Passage shown -
From: Daniel P . Berrangé
Subject: Re: Rust in QEMU roadmap
Date: Wed, 27 Nov 2024 12:38:51 +0000
User-agent: Mutt/2.2.13 (2024-03-09)

On Tue, Nov 26, 2024 at 06:46:45PM +0100, Paolo Bonzini wrote:
> Feature parity for pl011 device
> '''''''''''''''''''''''''''''''
> 
> Some recent pl011 commits are missing in the Rust version.  Philippe
> volunteered to port them to teach himself Rust.
> 
> Philippe also has a series to implement flow control and better use
> of the PL011 FIFO (IIUC).  Porting this to Rust would be hard right
> now, so its Rust implementation blocked on having chardev bindings.
> 
> Also missing is logging and tracing, but this part should not be a
> blocker for defaulting to --enable-rust.

I think it is OK to miss tracing as an exceptional one-off.

It is highly undesirable though for us to convert more than a
couple of devices (which currently use tracing) without having
tracing working. I consider tracing a critical feature for
supportability of QEMU.

IOW, I'm OK with lack of tracing not being a block for defaulting
to --enable-rust, provided it is accepted as being a high priority
item. Possibly call it a blocker for accepting conversions of
anything beyond pl011 & hpet, that currently has trace points.


> Tracing/logging
> '''''''''''''''
> 
> Tracepoints and logging are not supported yet, and no one has started working
> on it.

Complete the following -
1. Please give the QEMU Rust roadmap email again from "It is highly" to "supportability of QEMU.", changing "supportability" to "maintainability".
2. Write what comes next in the QEMU Rust roadmap email, after its last sentence.

Provided information -
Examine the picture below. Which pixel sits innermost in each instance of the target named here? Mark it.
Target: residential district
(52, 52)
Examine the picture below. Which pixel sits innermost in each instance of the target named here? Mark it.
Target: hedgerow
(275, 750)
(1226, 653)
==
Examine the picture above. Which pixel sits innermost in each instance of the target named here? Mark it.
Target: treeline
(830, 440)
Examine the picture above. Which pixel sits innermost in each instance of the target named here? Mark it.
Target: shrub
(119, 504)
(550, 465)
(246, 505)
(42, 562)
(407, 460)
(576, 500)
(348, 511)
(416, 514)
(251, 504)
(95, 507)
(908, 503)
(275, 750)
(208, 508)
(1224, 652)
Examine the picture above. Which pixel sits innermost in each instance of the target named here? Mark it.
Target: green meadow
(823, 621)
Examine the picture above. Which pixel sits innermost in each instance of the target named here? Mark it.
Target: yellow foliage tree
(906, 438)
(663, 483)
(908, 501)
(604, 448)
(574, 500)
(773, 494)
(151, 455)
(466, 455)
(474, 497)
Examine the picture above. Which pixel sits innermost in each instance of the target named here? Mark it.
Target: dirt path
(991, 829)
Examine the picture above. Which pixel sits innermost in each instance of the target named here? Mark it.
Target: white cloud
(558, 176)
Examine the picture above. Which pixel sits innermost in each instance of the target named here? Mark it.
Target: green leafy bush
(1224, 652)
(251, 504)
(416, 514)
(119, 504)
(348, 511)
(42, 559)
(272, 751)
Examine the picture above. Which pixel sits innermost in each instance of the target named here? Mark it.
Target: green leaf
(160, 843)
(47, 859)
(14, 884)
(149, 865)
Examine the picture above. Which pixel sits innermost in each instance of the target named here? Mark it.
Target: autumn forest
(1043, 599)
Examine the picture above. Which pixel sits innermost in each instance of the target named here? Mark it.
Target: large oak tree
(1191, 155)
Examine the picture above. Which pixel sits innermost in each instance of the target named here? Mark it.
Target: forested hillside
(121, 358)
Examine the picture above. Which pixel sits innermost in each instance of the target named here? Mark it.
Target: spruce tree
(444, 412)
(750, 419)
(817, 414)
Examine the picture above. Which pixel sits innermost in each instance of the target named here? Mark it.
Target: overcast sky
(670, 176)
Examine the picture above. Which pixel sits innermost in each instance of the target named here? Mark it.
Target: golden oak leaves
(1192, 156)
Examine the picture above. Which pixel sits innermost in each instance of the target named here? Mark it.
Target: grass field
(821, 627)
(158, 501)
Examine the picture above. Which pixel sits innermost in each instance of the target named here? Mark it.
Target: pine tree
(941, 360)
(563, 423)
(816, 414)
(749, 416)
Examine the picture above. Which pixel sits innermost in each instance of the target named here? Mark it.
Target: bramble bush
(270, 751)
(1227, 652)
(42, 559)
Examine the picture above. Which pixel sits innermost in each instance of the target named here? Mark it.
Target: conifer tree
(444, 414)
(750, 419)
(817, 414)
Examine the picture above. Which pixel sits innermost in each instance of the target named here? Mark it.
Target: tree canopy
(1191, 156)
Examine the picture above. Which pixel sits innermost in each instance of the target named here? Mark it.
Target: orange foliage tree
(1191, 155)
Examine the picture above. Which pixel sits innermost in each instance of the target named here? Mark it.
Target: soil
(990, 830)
--
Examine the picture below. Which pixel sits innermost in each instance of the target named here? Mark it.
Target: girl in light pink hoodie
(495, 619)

Answers per task -
1.
It is highly undesirable though for us to convert more than a
couple of devices (which currently use tracing) without having
tracing working. I consider tracing a critical feature for
maintainability of QEMU.

2.
> 
> For tracing, it's not clear to me how much C code can be reused and how
> much Rust code can be automatically generated.  This would be a valid
> Outreachy or Summer of Code project, as it has a limited need for unsafe
> code and a well-defined scope.

As mentioned above, IMHO this needs to be treated as a high priority
item. While it would make a good Outreachy/GSoC project, I don't think
we should take that path, as it comes with no guarantee of a successful
timely delivery.

> A pure-Rust implementation would be interesting, but note that the usage
> of printf-style %-based field formatting is pervasive in the tracing
> subsystem.

Note that it is not unbounded printf style formatting. We are actually
pretty restricted in what we can use because our format strings are
required to be compatible with systemtap's formatter which is very
limited compared to C printf().

We've currently got an adhoc check to block use of '%m', but we could
easily make this a much stricter check on '%' and thus make it practical
to auto-convert our printf() style format strings to a format that rust
can use natively.

> Summary:
> 
> * Simple, low priority.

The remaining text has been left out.